_PROVIDED ENTRIES_.
+++++

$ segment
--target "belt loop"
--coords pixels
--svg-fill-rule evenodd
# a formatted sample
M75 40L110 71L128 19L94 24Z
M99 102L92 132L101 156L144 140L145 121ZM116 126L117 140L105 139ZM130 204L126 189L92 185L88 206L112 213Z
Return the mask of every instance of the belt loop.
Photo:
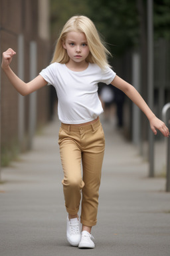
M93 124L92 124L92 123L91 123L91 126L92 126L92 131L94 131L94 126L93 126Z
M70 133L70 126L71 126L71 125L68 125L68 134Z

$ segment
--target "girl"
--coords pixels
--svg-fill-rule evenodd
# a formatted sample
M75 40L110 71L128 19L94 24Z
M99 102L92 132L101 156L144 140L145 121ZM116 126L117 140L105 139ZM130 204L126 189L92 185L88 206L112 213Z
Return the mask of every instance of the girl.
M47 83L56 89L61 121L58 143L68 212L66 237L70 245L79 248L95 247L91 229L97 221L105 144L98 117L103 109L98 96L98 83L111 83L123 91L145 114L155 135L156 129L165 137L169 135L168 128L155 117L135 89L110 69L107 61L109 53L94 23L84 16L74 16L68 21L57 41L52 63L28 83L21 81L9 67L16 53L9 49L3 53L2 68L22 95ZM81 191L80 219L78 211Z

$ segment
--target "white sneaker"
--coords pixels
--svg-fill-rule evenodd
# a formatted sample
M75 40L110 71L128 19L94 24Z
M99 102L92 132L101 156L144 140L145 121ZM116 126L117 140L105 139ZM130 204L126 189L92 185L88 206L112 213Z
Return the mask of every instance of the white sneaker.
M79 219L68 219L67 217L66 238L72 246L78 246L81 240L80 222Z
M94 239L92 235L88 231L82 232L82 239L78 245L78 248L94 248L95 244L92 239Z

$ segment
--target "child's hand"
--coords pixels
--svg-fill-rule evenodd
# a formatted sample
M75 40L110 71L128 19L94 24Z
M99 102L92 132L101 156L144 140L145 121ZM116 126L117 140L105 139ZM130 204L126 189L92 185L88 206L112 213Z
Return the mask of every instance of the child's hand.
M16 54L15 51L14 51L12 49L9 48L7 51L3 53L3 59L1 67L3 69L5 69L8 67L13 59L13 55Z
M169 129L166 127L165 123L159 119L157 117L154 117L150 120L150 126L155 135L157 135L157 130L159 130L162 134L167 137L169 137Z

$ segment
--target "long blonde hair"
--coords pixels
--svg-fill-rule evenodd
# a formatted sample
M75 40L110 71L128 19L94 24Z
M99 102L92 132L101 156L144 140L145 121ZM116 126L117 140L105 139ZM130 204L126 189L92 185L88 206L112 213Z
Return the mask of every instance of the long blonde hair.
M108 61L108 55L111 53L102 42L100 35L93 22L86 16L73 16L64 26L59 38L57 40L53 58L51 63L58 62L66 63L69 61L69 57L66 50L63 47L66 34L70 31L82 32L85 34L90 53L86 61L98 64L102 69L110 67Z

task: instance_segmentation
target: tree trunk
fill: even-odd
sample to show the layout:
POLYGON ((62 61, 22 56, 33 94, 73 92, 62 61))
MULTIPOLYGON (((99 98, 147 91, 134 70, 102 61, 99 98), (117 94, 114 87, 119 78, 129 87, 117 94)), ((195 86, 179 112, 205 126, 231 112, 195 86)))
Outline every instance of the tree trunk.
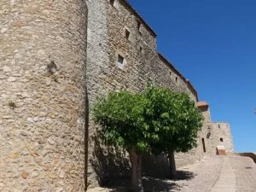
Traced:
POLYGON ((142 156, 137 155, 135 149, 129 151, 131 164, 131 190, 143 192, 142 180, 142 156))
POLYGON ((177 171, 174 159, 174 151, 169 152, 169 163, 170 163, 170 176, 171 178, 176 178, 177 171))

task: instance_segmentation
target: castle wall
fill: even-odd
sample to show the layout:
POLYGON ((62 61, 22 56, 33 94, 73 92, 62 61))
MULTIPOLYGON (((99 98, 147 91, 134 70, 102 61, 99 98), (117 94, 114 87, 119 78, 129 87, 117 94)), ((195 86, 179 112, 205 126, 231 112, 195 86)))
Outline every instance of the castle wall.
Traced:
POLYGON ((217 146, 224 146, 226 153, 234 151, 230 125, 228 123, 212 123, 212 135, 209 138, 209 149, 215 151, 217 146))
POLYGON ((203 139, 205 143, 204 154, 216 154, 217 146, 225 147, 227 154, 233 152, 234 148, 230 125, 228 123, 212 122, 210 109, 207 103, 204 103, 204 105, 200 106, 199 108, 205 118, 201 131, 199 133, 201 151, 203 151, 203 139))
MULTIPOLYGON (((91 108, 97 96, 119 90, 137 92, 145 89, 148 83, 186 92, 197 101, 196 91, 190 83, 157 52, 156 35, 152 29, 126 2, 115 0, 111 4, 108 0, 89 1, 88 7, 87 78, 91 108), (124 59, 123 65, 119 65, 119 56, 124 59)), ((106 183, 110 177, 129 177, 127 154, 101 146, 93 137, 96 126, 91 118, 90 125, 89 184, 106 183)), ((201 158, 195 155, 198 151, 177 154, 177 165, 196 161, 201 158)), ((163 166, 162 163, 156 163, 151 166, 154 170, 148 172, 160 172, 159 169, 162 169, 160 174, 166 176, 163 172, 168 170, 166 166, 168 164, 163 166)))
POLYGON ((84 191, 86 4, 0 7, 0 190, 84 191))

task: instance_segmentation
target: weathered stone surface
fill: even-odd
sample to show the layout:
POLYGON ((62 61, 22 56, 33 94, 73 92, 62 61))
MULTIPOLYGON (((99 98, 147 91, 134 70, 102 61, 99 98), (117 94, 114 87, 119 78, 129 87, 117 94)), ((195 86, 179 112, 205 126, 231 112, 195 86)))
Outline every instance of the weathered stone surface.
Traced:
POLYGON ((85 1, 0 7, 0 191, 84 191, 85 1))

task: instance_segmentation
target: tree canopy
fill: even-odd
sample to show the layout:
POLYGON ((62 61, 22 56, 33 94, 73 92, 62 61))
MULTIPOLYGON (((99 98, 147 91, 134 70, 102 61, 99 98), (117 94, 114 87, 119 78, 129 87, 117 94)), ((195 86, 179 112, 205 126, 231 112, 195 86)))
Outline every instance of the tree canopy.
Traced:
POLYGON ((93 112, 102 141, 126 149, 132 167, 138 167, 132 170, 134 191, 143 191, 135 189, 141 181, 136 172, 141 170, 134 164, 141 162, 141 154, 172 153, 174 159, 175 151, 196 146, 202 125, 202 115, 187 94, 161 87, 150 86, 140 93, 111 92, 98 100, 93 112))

+++++

_TASK DIRECTIONS_. Leave out the pictures and output every record above precisely as given.

_ANSWER TO THE PROBLEM_.
$ segment
--target "belt loop"
--coords pixels
--svg-fill-rule evenodd
# a formatted sample
M75 40L110 71L128 19L94 24Z
M99 102L92 132L101 156L144 140L145 121ZM116 126L117 140L105 139ZM130 204L126 189L92 185L88 206L112 213Z
Return the mask of every instance of the belt loop.
Photo:
M93 124L92 124L92 123L91 123L91 126L92 126L92 131L94 131L94 126L93 126Z
M70 133L70 126L71 126L71 125L68 125L68 134Z

$ segment
--target "girl"
--coords pixels
--svg-fill-rule evenodd
# a formatted sample
M75 40L110 71L128 19L94 24Z
M99 102L92 132L101 156L144 140L145 121ZM116 126L117 140L105 139ZM130 204L126 189L92 185L88 206L112 213Z
Return the mask of every instance of the girl.
M47 83L56 89L61 121L58 143L68 212L66 237L70 245L79 248L95 247L91 229L97 221L105 144L98 117L103 109L98 96L98 83L111 83L123 91L145 114L155 135L156 129L165 137L169 135L168 128L155 117L135 89L110 69L107 61L109 53L94 23L84 16L74 16L68 21L57 41L52 63L28 83L21 81L9 67L16 53L9 49L3 53L2 68L22 95ZM81 191L80 219L78 211Z

$ segment
--target "white sneaker"
--coords pixels
--svg-fill-rule evenodd
# a formatted sample
M75 40L110 71L128 19L94 24Z
M99 102L92 132L101 156L144 140L145 121ZM116 126L117 140L105 139ZM130 204L126 189L92 185L88 206L112 213Z
Return the mask of every instance of the white sneaker.
M79 219L68 219L67 217L66 238L72 246L78 246L81 240L80 222Z
M94 239L92 235L88 231L82 232L82 239L78 245L78 248L94 248L95 244L92 239Z

$ segment
--target "child's hand"
--coords pixels
--svg-fill-rule evenodd
# a formatted sample
M75 40L110 71L128 19L94 24Z
M99 102L92 132L101 156L144 140L145 121ZM116 126L117 140L105 139ZM130 204L126 189L92 185L88 206L112 213Z
Return the mask of every instance of the child's hand.
M16 54L15 51L14 51L12 49L9 48L7 51L3 53L3 59L1 67L3 69L5 69L8 67L13 59L13 55Z
M169 129L166 127L165 123L159 119L157 117L154 117L150 120L150 126L155 135L157 135L157 130L159 130L162 134L167 137L169 137Z

$ segment
--target "long blonde hair"
--coords pixels
--svg-fill-rule evenodd
# a formatted sample
M75 40L110 71L128 19L94 24Z
M99 102L92 132L101 156L144 140L145 121ZM116 126L117 140L105 139ZM130 204L126 189L92 185L88 206L112 213Z
Return the mask of every instance of the long blonde hair.
M108 61L108 55L111 53L102 42L100 35L93 22L86 16L73 16L64 26L59 38L57 40L53 58L51 63L58 62L66 63L69 61L69 57L66 50L63 47L66 34L70 31L82 32L85 34L90 53L86 61L98 64L102 69L110 67Z

task: instance_segmentation
target: tree trunk
fill: even-odd
sample to show the layout:
POLYGON ((62 61, 22 56, 33 94, 73 92, 62 61))
MULTIPOLYGON (((99 98, 147 91, 134 70, 102 61, 99 98), (117 94, 114 87, 119 78, 129 87, 117 94)), ((195 86, 179 112, 205 126, 231 112, 195 86)))
Outline every instance of the tree trunk.
Traced:
POLYGON ((142 156, 137 155, 135 149, 129 151, 131 164, 131 190, 143 192, 142 180, 142 156))
POLYGON ((177 171, 174 159, 174 151, 169 152, 169 163, 170 163, 170 176, 171 178, 176 178, 177 171))

task: instance_segmentation
target: castle wall
fill: even-odd
sample to show the layout:
POLYGON ((62 61, 22 56, 33 94, 73 92, 62 61))
MULTIPOLYGON (((99 98, 147 91, 134 70, 102 61, 99 98), (117 94, 114 87, 119 78, 129 87, 117 94)), ((195 86, 179 112, 205 126, 231 112, 195 86)))
Outline every instance of the castle wall.
Traced:
POLYGON ((217 146, 224 146, 226 153, 234 151, 230 125, 228 123, 212 123, 212 135, 209 138, 209 149, 215 151, 217 146))
POLYGON ((203 139, 205 143, 204 154, 216 154, 217 146, 225 147, 227 154, 233 152, 234 148, 230 125, 228 123, 212 122, 210 109, 207 103, 204 103, 204 105, 200 106, 199 108, 205 118, 201 131, 199 133, 201 151, 203 151, 203 139))
MULTIPOLYGON (((91 108, 97 96, 119 90, 137 92, 145 89, 148 83, 186 92, 197 101, 196 91, 190 83, 157 52, 156 35, 152 29, 126 2, 115 0, 111 4, 108 0, 89 1, 88 7, 87 78, 91 108), (124 59, 123 65, 119 65, 119 56, 124 59)), ((106 183, 110 177, 129 177, 127 154, 101 146, 93 137, 96 126, 91 118, 90 125, 89 184, 106 183)), ((201 158, 195 155, 198 151, 177 154, 177 165, 196 161, 201 158)), ((163 166, 162 163, 156 163, 151 166, 154 170, 148 172, 160 172, 159 169, 162 169, 160 174, 166 176, 163 172, 168 170, 166 166, 168 164, 163 166)))
POLYGON ((84 191, 86 4, 0 7, 0 190, 84 191))

task: instance_segmentation
target: weathered stone surface
fill: even-odd
sample to show the layout:
POLYGON ((62 61, 22 56, 33 94, 73 92, 62 61))
MULTIPOLYGON (((99 98, 147 91, 134 70, 102 61, 99 98), (117 94, 114 87, 119 78, 129 87, 117 94)), ((195 86, 179 112, 205 126, 231 112, 195 86)))
Outline every instance of the weathered stone surface.
Traced:
POLYGON ((85 1, 0 7, 0 191, 84 191, 85 1))

task: instance_segmentation
target: tree canopy
fill: even-odd
sample to show the layout:
POLYGON ((62 61, 22 56, 33 94, 73 92, 62 61))
MULTIPOLYGON (((99 98, 147 91, 134 70, 102 61, 99 98), (117 94, 114 87, 119 78, 129 87, 117 94)), ((195 86, 179 112, 205 126, 231 112, 195 86)))
Outline every instance of the tree canopy.
Traced:
POLYGON ((93 112, 102 141, 126 149, 132 167, 138 167, 132 170, 134 191, 143 191, 135 189, 141 181, 136 172, 141 170, 134 164, 141 162, 141 154, 172 153, 174 159, 175 151, 196 146, 202 125, 202 115, 187 94, 161 87, 150 86, 140 93, 111 92, 98 100, 93 112))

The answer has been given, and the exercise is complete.